• What is needed:
The finished copy should match every record exactly and contain no pictures.

• Extracted data:
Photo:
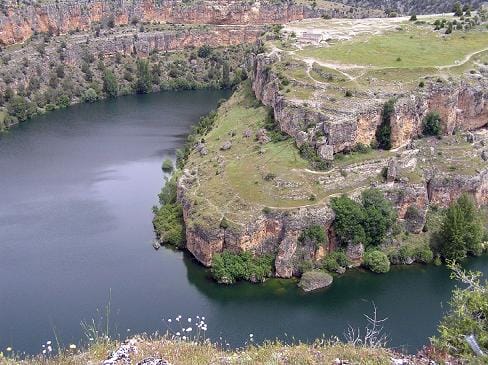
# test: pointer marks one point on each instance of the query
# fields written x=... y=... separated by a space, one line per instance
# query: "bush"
x=376 y=261
x=379 y=216
x=349 y=220
x=90 y=96
x=228 y=267
x=143 y=81
x=110 y=83
x=21 y=109
x=432 y=124
x=168 y=218
x=424 y=254
x=168 y=224
x=468 y=315
x=167 y=165
x=335 y=260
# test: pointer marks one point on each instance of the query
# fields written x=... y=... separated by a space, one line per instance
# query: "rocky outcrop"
x=443 y=189
x=276 y=233
x=314 y=280
x=19 y=22
x=462 y=106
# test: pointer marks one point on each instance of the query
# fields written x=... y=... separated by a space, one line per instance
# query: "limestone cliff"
x=19 y=22
x=463 y=106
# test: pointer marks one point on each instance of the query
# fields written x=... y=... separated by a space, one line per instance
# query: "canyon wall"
x=275 y=233
x=462 y=107
x=19 y=22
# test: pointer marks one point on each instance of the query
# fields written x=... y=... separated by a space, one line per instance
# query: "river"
x=76 y=191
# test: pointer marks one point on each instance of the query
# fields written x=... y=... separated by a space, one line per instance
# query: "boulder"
x=201 y=149
x=484 y=155
x=355 y=254
x=301 y=138
x=262 y=136
x=226 y=146
x=392 y=171
x=313 y=280
x=326 y=152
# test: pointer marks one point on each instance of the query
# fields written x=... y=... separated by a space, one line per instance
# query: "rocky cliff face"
x=275 y=233
x=19 y=22
x=462 y=106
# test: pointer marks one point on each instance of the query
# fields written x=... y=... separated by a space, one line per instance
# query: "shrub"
x=90 y=96
x=424 y=254
x=349 y=220
x=432 y=124
x=167 y=165
x=376 y=261
x=20 y=108
x=168 y=219
x=224 y=224
x=335 y=260
x=379 y=216
x=228 y=267
x=168 y=224
x=143 y=81
x=467 y=315
x=110 y=83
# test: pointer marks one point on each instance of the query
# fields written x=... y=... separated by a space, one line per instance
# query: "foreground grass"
x=179 y=352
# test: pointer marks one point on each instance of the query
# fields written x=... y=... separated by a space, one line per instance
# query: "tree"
x=20 y=108
x=383 y=134
x=143 y=82
x=467 y=316
x=432 y=124
x=90 y=96
x=462 y=230
x=377 y=261
x=367 y=223
x=110 y=83
x=225 y=75
x=349 y=220
x=379 y=216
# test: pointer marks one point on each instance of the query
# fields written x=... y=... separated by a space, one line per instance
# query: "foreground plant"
x=464 y=329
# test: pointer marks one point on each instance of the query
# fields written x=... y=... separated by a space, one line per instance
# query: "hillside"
x=408 y=7
x=263 y=176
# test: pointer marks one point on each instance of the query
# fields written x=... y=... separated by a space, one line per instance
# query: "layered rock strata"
x=19 y=22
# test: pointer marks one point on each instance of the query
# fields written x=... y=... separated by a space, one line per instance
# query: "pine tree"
x=143 y=83
x=110 y=84
x=452 y=245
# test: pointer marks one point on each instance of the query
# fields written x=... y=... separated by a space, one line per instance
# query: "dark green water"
x=76 y=191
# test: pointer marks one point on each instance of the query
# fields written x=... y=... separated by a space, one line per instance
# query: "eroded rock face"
x=314 y=280
x=462 y=106
x=444 y=189
x=19 y=22
x=277 y=233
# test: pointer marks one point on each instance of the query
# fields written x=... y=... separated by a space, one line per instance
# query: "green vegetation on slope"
x=417 y=48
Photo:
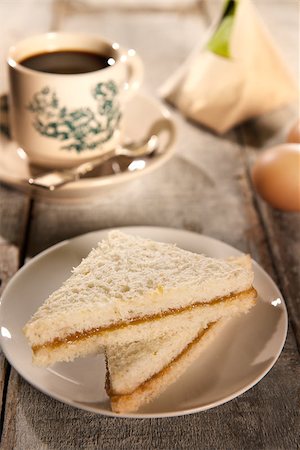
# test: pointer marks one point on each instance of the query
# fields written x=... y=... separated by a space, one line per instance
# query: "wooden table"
x=205 y=188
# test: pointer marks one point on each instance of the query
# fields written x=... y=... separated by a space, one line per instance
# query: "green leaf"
x=219 y=43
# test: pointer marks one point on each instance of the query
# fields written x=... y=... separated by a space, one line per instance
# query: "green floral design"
x=79 y=129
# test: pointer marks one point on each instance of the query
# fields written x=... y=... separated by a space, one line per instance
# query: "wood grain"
x=205 y=188
x=14 y=213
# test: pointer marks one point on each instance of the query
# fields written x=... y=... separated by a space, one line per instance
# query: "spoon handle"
x=55 y=179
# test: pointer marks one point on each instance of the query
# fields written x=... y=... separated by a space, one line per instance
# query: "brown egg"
x=276 y=176
x=294 y=134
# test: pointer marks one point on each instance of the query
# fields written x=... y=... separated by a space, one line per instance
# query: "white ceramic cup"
x=61 y=120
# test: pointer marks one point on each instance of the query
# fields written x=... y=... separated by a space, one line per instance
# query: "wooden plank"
x=19 y=19
x=282 y=229
x=14 y=213
x=204 y=188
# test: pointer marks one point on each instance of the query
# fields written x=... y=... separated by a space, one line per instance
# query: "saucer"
x=139 y=114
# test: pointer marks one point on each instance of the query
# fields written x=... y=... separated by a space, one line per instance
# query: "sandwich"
x=140 y=371
x=129 y=288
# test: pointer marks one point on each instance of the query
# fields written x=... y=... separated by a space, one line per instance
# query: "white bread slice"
x=126 y=279
x=126 y=392
x=196 y=317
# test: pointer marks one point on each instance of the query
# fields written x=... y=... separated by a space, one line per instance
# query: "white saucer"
x=140 y=112
x=239 y=357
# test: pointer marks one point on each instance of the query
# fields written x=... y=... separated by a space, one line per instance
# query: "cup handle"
x=135 y=72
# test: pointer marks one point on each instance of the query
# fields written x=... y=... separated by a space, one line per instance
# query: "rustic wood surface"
x=205 y=188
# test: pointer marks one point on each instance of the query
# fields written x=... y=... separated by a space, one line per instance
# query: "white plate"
x=239 y=357
x=140 y=113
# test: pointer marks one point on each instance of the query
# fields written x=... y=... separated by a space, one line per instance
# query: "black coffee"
x=66 y=62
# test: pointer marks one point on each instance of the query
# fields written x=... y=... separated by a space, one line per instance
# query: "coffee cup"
x=67 y=96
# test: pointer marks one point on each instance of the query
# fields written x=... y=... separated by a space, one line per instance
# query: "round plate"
x=140 y=112
x=244 y=351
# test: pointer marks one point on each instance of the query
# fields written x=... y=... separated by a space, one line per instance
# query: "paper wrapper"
x=221 y=92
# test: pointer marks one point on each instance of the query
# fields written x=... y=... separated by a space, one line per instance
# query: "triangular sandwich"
x=128 y=287
x=137 y=373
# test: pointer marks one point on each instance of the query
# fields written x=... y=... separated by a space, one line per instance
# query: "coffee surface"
x=66 y=62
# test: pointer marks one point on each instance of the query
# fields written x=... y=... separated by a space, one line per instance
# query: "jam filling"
x=81 y=335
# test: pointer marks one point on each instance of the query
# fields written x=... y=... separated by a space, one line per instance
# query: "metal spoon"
x=150 y=144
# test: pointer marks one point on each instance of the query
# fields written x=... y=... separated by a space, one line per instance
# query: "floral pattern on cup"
x=79 y=129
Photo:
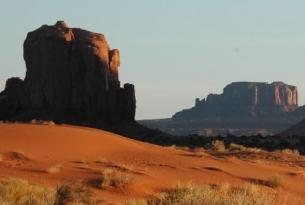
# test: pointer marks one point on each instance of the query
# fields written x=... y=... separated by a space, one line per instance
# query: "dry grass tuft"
x=21 y=192
x=113 y=178
x=240 y=148
x=218 y=195
x=275 y=181
x=290 y=152
x=218 y=145
x=18 y=156
x=76 y=193
x=54 y=169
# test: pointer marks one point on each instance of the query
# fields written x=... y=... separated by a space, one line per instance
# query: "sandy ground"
x=28 y=151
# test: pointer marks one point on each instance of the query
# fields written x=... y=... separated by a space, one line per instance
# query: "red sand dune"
x=29 y=150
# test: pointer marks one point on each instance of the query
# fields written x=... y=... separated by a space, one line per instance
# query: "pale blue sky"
x=174 y=50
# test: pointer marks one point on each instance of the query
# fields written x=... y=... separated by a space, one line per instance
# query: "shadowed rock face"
x=245 y=99
x=71 y=74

• Answer to the exercise:
Photo:
# test: pointer marks one point on each instance of the query
# fields written x=... y=... separated by a space, one line per instance
# query: "bush"
x=376 y=261
x=379 y=216
x=349 y=220
x=90 y=96
x=228 y=267
x=143 y=81
x=110 y=83
x=21 y=109
x=432 y=124
x=168 y=218
x=424 y=254
x=168 y=224
x=468 y=315
x=167 y=165
x=335 y=260
# test: pointer marks one point on each instance of the query
# fields written x=... y=... separated by a space, one line per instance
# query: "rocky outcrop"
x=443 y=189
x=276 y=233
x=314 y=280
x=19 y=22
x=462 y=106
# test: pointer marks one point on each instance of the query
# fields written x=... y=... separated by a space, one line per instance
# query: "limestone cliff"
x=19 y=22
x=463 y=106
# test: pointer marks one point on each instance of the query
# fields written x=... y=... separated by a space, one line per instance
# query: "canyon wall"
x=275 y=233
x=462 y=107
x=19 y=22
# test: pointer marks one point on each instance of the query
# fields written x=... y=... separated by a space, one line per instance
# query: "river"
x=76 y=191
# test: pointer marks one point on each instance of the query
# fields written x=... y=... separated by a space, one line per instance
# query: "boulder"
x=201 y=149
x=484 y=155
x=355 y=254
x=301 y=138
x=262 y=136
x=226 y=146
x=392 y=171
x=313 y=280
x=326 y=152
# test: pointer marks one point on each instance of the query
# fields written x=... y=... separated by a space, one line per instance
# query: "rocky cliff face"
x=275 y=233
x=19 y=22
x=462 y=106
# test: pointer marks one point on each instance of the query
# fields written x=... y=... separated by a space, one line per instance
# query: "shrub"
x=90 y=96
x=424 y=254
x=349 y=220
x=432 y=124
x=167 y=165
x=376 y=261
x=20 y=108
x=168 y=219
x=224 y=224
x=335 y=260
x=379 y=216
x=228 y=267
x=168 y=224
x=143 y=81
x=467 y=315
x=110 y=83
# test: pointer marks one point on each instance of the query
# fields written x=... y=... separated by a space, one line per instance
# query: "foreground grass"
x=179 y=352
# test: pointer marks one point on each instance of the query
# fields written x=... y=... separated by a space, one line per instance
# query: "tree"
x=20 y=108
x=383 y=134
x=143 y=82
x=467 y=316
x=432 y=124
x=90 y=96
x=462 y=230
x=377 y=261
x=367 y=223
x=110 y=83
x=225 y=75
x=349 y=220
x=379 y=216
# test: pointer marks one point on each instance of the query
# fields written x=... y=... separated by a space, one line per instance
# query: "foreground plant"
x=464 y=329
# test: pointer marks one point on each instance of the query
# fields written x=... y=... separated by a space, one line per instance
# query: "hillside"
x=408 y=7
x=263 y=176
# test: pointer marks one point on each instance of the query
# fields written x=... y=... separated by a space, one line per instance
# query: "layered rock strata"
x=19 y=22
# test: pointer marks one point on each instance of the query
# fields written x=... y=... separated by a space, one line per instance
# query: "pine tree"
x=143 y=83
x=110 y=84
x=452 y=245
# test: pointer marks one point on each instance of the query
# fields written x=... y=... separated by a space, one line per instance
# query: "dark green water"
x=76 y=191
# test: pointer marks one point on each instance of the query
# fields written x=... y=... separated by a space, one line per instance
# query: "eroded rock face"
x=314 y=280
x=462 y=106
x=444 y=189
x=19 y=22
x=277 y=233
# test: pointer marks one point on each instance of the query
# fields written x=... y=... separated by a space, one line per instance
# query: "green vegetation on slope"
x=417 y=48
Photo:
# test: pointer marks one point on each instance of the query
# fields written x=... y=... separated by a space, one line per instance
# query: "wooden table"
x=205 y=188
# test: pointer marks one point on each instance of the query
# fields written x=... y=... separated by a space, one line per instance
# query: "green leaf"
x=219 y=43
# test: pointer marks one point on each instance of the query
# fields written x=... y=... separated by a space, one line per instance
# query: "green floral design"
x=79 y=129
# test: pointer marks one point on each instance of the query
# fields written x=... y=... separated by a space, one line per instance
# query: "wood grain"
x=205 y=188
x=14 y=213
# test: pointer marks one point on each instance of the query
# fields written x=... y=... separated by a space, one line per instance
# query: "spoon handle"
x=55 y=179
# test: pointer marks one point on each instance of the query
# fields written x=... y=... separated by a space, one line per instance
# query: "brown egg"
x=276 y=176
x=294 y=134
# test: pointer marks one point on each instance of the query
# fields written x=... y=... separated by a space, one line per instance
# query: "white ceramic cup"
x=61 y=120
# test: pointer marks one point on each instance of the query
# fields written x=... y=... separated by a space, one line per instance
# query: "wooden plank"
x=19 y=19
x=282 y=229
x=14 y=213
x=204 y=188
# test: pointer marks one point on each instance of the query
# fields written x=... y=... separated by a space, one line per instance
# query: "saucer"
x=139 y=114
# test: pointer marks one point on each instance of the query
# fields written x=... y=... separated by a space, one line per instance
# query: "sandwich"
x=140 y=371
x=129 y=288
# test: pointer marks one point on each instance of the query
# fields written x=... y=... separated by a space, one line per instance
# query: "white bread slice"
x=126 y=279
x=126 y=392
x=196 y=317
# test: pointer marks one point on each instance of the query
# fields written x=... y=... separated by a space, one line per instance
# query: "white saucer"
x=140 y=112
x=239 y=357
# test: pointer marks one point on each instance of the query
# fields written x=... y=... separated by a space, one line per instance
# query: "cup handle"
x=135 y=72
# test: pointer marks one point on each instance of the query
# fields written x=... y=... separated by a space, one line per instance
# query: "rustic wood surface"
x=205 y=188
# test: pointer marks one point on each instance of the query
# fields written x=... y=... separated by a space, one line per instance
# query: "white plate"
x=239 y=357
x=140 y=113
# test: pointer marks one point on each instance of the query
# fields written x=... y=... separated by a space, one line per instance
# query: "black coffee"
x=66 y=62
# test: pointer marks one point on each instance of the query
# fields written x=... y=... separated by a space, one line per instance
# query: "coffee cup"
x=67 y=96
# test: pointer marks one point on each instance of the query
# fields written x=... y=... separated by a space, one line per instance
# query: "round plate"
x=140 y=112
x=244 y=351
# test: pointer marks one point on each instance of the query
# fields written x=... y=... separated by a space, one line per instance
# query: "paper wrapper"
x=221 y=92
# test: pointer marks one point on each instance of the query
# fields written x=... y=... separated by a space, one line per instance
# query: "triangular sandwich"
x=128 y=287
x=137 y=373
# test: pointer marks one point on each instance of the query
# fields written x=... y=... separated by a space, one line per instance
# query: "coffee surface"
x=66 y=62
# test: pointer marks one point on each instance of the query
# fields written x=... y=... separated by a space, one line per instance
# query: "jam filling"
x=81 y=335
# test: pointer marks one point on each instance of the query
# fields written x=... y=... separated by a space, one line per instance
# query: "metal spoon"
x=150 y=144
# test: pointer marks one point on each instance of the query
# fields written x=... y=... separated by a space, one line per instance
# query: "floral pattern on cup"
x=79 y=129
Photo:
# test: pointer marks one point on each instance of the query
# fields written x=... y=... separated by a space, one line per instance
# query: "dry grass tuft"
x=21 y=192
x=113 y=178
x=240 y=148
x=218 y=195
x=275 y=181
x=290 y=152
x=218 y=145
x=18 y=156
x=76 y=193
x=54 y=169
# test: pointer marks one point on each instance of the query
# fields written x=... y=... separated by a space, one line per instance
# query: "sandy ground"
x=28 y=151
# test: pointer marks one point on each instance of the query
# fields written x=... y=... separated by a space, one line per instance
# query: "red sand dune"
x=29 y=150
# test: pointer marks one point on each instance of the query
# fields written x=... y=... separated by a space, one line per instance
# query: "pale blue sky"
x=174 y=50
# test: pointer marks one point on each instance of the query
# fields written x=... y=... separated by a space, one line per instance
# query: "shadowed rock face"
x=245 y=99
x=71 y=74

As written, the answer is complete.